Records from a data collection:
────────────────────

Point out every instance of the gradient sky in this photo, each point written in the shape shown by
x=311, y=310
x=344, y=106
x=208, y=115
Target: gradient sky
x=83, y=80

────────────────────

### [What you should do]
Rewrite the records above, switching every "gradient sky" to "clear sky" and changing nothing else.

### [Response for this exercise]
Point out every instance of the clear sky in this photo, each point written in the shape shown by
x=311, y=310
x=344, y=106
x=208, y=115
Target: clear sky
x=83, y=80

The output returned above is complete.